Retrieve all lines below that have the string "sample".

=== Section Start ===

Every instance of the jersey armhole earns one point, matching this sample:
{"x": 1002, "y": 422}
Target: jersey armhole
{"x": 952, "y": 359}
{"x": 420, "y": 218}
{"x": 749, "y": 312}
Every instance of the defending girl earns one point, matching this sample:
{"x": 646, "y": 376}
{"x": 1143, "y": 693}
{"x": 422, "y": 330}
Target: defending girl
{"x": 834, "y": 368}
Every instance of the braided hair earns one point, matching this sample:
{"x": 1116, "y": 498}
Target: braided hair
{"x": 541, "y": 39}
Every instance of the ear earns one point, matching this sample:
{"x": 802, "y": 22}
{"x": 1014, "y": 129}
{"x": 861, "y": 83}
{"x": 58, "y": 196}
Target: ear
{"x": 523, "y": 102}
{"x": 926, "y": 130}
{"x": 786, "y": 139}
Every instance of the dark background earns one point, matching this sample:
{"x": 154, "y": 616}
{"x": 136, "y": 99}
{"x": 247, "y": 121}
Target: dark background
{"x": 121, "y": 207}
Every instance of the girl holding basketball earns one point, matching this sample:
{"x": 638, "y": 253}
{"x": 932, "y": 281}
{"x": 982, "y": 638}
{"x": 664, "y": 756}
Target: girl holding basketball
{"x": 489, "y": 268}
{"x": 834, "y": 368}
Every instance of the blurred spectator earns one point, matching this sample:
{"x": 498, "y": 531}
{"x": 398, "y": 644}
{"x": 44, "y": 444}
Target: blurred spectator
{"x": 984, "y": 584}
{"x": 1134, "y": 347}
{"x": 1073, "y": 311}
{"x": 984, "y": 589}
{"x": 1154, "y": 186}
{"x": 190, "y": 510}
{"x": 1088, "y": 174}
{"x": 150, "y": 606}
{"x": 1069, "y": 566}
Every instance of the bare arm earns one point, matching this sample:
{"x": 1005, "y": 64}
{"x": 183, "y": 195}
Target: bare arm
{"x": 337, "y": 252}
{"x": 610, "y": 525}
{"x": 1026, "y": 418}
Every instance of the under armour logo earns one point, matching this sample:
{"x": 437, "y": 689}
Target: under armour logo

=== Section End ===

__ANSWER FOR THIS EXERCISE__
Every instance of the jersey armhole earns one point, matching this sample:
Every instance of the defending girl earns one point, matching this sample:
Every instance of the braided hair earns one point, matching this sample:
Every instance of the ear earns one point, matching this sample:
Every instance of the dark background earns one point, matching this sample:
Every instance of the girl holding basketball earns one point, matching this sample:
Every instance of the blurred spectator earns one point, matching this sample:
Every instance of the bare arm earns one point, matching this sample:
Every instance of the under armour logo earns one point, matching this sample:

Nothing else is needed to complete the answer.